## [PASSAGE PROVIDED]
Engineering enhancement of immune responses to DNA-based vaccines in a prostate cancer model in rhesus macaques through the use of cytokine gene adjuvants.

DNA immunization is an important vaccination technique that is being explored as an immunotherapeutic strategy against a variety of infectious diseases as well as cancer. We have been investigating the utility of DNA-based vaccine strategy against prostate cancer. We have developed a DNA vaccine construct that encodes for the human prostate specific antigen (PSA) gene. PSA expression is limited to prostate cells, and the level of PSA expression is substantially increased in prostate cancer cells. This tissue specificity makes PSA a potential target for the development of immunotherapies against prostate cancer. A DNA-based PSA vaccine was used to elicit PSA-specific host immune responses in rodent and nonhuman primate models. In an effort to enhance the clinical utility of the DNA-based PSA vaccine, we also examined the use of cytokine gene adjuvants to modulate vaccine-induced immune responses in these animal models. We observed that pCPSA vaccine-induced humoral and cellular immune responses can be modulated through the coimmunization with cytokine genes in mice, and these enhancement effects on the PSA-specific cellular responses were extended in macaques. More specifically, coimmunization with interleukin (IL)-2 cDNA construct resulted in a significant enhancement of PSA-specific antibody responses in both mice and macaque models. In contrast, coinjection of IL-12 resulted in reduction of antibody responses in both models. In mice, the groups coimmunized with IL-2, IL-12, or IL-18 showed a dramatic increase in T helper cell proliferation over the results with pCPSA alone. These results support that further evaluation of this vaccination strategy to treat prostate cancer is warranted.

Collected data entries

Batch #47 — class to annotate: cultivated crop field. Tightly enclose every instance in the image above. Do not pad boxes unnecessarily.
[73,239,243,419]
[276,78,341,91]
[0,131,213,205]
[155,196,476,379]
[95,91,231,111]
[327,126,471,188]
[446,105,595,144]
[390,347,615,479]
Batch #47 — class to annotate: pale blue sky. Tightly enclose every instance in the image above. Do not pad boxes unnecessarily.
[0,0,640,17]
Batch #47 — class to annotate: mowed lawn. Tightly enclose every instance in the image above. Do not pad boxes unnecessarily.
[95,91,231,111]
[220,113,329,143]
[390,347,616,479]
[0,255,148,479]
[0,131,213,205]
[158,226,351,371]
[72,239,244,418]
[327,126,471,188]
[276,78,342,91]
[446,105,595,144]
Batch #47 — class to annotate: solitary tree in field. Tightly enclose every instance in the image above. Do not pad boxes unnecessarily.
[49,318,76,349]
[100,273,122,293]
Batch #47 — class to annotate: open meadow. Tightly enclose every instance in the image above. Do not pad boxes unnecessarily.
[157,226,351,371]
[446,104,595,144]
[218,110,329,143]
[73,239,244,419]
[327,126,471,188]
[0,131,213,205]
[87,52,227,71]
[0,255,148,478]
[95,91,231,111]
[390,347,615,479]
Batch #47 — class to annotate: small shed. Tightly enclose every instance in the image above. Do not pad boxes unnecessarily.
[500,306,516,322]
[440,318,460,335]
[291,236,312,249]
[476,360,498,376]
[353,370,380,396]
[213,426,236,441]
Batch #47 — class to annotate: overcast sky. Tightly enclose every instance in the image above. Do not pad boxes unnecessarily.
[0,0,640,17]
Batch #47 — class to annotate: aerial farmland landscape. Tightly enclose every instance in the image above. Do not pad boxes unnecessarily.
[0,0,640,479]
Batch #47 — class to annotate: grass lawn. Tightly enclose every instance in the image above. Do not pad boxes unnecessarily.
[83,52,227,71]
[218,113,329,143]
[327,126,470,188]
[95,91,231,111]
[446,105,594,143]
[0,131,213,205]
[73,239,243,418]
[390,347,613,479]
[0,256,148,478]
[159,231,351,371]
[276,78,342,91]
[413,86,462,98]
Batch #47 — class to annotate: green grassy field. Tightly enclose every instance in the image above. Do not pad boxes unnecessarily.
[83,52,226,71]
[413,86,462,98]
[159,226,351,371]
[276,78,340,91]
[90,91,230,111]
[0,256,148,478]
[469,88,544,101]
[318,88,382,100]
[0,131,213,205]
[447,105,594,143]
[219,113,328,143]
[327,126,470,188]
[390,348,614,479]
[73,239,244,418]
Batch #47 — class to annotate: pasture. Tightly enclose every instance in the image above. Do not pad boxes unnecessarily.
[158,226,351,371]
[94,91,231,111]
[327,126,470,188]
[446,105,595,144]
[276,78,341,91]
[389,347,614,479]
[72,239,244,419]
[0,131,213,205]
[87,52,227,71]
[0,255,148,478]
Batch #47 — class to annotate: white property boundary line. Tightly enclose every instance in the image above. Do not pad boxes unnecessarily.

## [YOUR ASSIGNMENT]
Retype the stretch of the prostate cancer vaccine abstract from "Engineering enhancement of" through "cytokine gene adjuvants.". The listing has no connection to the prostate cancer vaccine abstract.

## [ANSWER FOR THE TASK]
Engineering enhancement of immune responses to DNA-based vaccines in a prostate cancer model in rhesus macaques through the use of cytokine gene adjuvants.